§ **Stored rows**
** Begin **

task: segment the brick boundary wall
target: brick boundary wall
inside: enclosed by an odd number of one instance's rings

** End **
** Begin **

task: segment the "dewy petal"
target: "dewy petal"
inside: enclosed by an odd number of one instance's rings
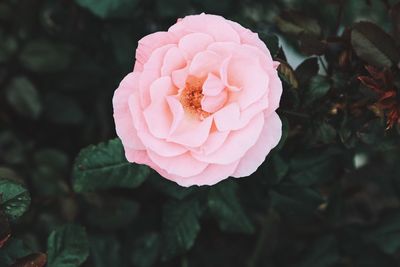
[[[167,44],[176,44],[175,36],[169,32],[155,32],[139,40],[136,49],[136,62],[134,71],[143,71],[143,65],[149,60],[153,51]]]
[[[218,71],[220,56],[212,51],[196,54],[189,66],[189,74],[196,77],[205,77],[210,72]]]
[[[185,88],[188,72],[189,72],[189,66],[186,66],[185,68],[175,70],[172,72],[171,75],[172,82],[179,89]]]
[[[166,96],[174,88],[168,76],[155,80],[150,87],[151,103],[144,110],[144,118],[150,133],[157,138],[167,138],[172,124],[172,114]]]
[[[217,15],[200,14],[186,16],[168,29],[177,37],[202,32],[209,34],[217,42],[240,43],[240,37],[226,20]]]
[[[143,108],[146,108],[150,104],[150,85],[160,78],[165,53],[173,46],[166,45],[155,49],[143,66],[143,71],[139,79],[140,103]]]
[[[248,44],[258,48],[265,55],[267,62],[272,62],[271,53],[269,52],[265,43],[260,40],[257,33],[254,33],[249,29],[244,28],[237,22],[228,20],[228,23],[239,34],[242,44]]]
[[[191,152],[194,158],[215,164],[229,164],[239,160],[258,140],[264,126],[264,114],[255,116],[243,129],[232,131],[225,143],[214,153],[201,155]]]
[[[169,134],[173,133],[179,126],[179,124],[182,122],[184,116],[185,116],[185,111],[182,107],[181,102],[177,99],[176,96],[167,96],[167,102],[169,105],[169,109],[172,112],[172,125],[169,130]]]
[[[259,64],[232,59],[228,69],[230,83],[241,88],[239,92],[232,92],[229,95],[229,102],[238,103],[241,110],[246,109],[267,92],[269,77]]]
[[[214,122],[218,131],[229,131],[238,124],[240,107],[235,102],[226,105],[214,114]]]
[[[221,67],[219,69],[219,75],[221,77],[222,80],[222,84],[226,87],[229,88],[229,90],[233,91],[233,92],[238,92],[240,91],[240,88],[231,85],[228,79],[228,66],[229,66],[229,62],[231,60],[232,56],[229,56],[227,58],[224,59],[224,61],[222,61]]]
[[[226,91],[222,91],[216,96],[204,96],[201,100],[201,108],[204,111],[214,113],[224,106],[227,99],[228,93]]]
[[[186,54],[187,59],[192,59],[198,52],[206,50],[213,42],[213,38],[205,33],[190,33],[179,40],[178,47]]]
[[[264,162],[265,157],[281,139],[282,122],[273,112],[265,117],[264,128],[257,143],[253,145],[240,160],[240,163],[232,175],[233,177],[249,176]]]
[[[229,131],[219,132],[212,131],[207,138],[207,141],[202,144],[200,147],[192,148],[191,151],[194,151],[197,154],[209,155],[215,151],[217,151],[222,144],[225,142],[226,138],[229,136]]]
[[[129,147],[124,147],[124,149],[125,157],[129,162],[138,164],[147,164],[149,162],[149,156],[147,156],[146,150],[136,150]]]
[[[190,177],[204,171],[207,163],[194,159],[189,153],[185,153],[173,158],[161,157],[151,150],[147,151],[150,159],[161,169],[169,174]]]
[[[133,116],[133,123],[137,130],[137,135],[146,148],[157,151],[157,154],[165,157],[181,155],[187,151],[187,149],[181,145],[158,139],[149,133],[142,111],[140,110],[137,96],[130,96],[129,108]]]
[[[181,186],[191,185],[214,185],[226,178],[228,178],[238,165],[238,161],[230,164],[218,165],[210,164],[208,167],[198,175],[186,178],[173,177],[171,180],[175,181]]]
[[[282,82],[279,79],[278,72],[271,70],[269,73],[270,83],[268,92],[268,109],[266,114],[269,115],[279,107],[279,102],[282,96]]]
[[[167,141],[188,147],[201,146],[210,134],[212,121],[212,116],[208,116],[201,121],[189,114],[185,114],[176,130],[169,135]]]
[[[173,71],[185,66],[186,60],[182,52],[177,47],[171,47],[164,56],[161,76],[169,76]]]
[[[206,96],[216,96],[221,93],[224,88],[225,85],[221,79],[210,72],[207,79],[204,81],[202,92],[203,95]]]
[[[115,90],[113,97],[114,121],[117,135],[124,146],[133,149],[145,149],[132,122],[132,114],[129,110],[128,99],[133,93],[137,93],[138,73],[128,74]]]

** End **

§ **Brief**
Find each line above that contains the word "task" and copy all of them.

§ **Problem solution**
task: segment the brick boundary wall
task: segment the "dewy petal"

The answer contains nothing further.